#### [EXERCISE OBJECTIVE]
Restate every entry word for word.

#### [SUPPLIED MATERIAL]
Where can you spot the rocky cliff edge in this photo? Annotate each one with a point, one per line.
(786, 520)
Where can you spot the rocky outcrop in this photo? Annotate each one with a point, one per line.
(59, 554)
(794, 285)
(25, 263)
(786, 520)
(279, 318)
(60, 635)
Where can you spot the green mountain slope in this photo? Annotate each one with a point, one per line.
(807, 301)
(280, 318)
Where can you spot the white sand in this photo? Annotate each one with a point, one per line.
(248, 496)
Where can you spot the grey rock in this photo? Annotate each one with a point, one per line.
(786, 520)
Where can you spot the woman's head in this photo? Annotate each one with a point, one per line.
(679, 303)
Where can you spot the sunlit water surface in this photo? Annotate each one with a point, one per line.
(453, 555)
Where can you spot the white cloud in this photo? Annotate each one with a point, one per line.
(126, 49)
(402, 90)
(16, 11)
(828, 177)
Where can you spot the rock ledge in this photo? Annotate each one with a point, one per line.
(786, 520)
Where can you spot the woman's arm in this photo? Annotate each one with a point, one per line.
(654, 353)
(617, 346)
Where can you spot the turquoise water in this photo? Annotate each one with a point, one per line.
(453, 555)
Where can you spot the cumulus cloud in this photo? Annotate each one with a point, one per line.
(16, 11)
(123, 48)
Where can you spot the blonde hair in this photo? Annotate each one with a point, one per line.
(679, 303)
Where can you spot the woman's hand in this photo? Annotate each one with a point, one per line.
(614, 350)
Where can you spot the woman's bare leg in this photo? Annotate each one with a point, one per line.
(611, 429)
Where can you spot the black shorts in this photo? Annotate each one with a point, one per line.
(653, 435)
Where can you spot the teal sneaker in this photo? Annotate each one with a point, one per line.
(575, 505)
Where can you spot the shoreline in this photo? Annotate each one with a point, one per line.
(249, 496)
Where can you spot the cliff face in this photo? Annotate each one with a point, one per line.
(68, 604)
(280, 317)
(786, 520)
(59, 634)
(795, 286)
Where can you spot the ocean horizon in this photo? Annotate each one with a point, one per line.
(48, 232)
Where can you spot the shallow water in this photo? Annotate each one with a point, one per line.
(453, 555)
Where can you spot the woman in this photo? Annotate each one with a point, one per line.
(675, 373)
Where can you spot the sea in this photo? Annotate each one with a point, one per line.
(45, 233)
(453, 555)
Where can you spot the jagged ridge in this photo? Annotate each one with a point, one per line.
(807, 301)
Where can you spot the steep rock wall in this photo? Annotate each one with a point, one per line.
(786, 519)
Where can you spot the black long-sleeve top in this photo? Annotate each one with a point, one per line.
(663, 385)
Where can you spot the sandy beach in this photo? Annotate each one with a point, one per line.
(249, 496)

#### [RESPONSE TO THE TASK]
Where can you spot the rocky cliff edge in this photo? Annotate each one with a point, one per line.
(786, 520)
Where can you spot the rocky outcrop in this photo? Annotate each one with a point, one per line.
(59, 554)
(794, 285)
(25, 263)
(786, 520)
(279, 318)
(60, 635)
Where can you spot the green mountain slope in this photo? Annotate each one with a point, one per line.
(807, 301)
(280, 318)
Where can you spot the white sand in this photo? Annotate each one with a point, one per line.
(248, 496)
Where can you spot the grey rock in this photo? Annotate each one with a point, one per line.
(786, 520)
Where can you spot the woman's head in this photo? Annotate each one with a point, one per line.
(679, 303)
Where can you spot the sunlit water surface in this photo? Annotate each one with a point, one per line.
(453, 555)
Where can you spot the white cloud in this photo? Annotate each one with a point, one per line.
(126, 49)
(402, 90)
(16, 11)
(828, 177)
Where can you spot the rock ledge in this photo? Annotate each one with a point, one per line.
(786, 520)
Where can you spot the woman's arm in this photo? Annotate each one with a point, one per line.
(654, 353)
(617, 346)
Where can you spot the turquoise water in this photo? Annotate each one with a point, one per line.
(453, 555)
Where can you spot the cumulus cloud in this photo? Annotate each one with a point, one per line.
(16, 11)
(123, 48)
Where can you spot the blonde hair in this photo? Annotate each one with a point, one per line.
(679, 303)
Where can you spot the woman's hand in this photo? Annotate each one with a point, one per line.
(614, 350)
Where can you spot the woman's bare leg in this photo? Annotate each one with a point, one per line.
(611, 429)
Where can you spot the black shorts in this photo? Annotate each one with a point, one per line.
(653, 435)
Where can you spot the teal sneaker in this photo? Annotate each one with a point, one per line.
(575, 505)
Where can you spot the shoreline in this photo? Annotate each one with a point, one per line.
(249, 496)
Where can you spot the cliff face in this photo? Annotate each one with a point, one per line.
(68, 604)
(280, 317)
(786, 520)
(59, 634)
(795, 286)
Where can you spot the ocean horizon in this photo? Annotate each one with a point, one per line.
(48, 232)
Where can you spot the shallow water in this photo? Annotate each one with a point, one per line.
(453, 555)
Where can you spot the woman in this photo? Annotate each one with a point, one per line.
(675, 373)
Where can you spot the sea in this photo? Annotate each one with a point, one per line.
(45, 233)
(453, 555)
Where can you spot the jagged ridge in this photo? Annotate each one with a point, one per line.
(807, 301)
Where can you spot the steep rock wall in this photo? Annotate each one with a point, one per line.
(786, 519)
Where can you spot the black long-sleeve top in this photo? Annotate each one with a point, one per line.
(663, 385)
Where can you spot the sandy beach in this photo? Annotate each one with a point, one per line.
(249, 496)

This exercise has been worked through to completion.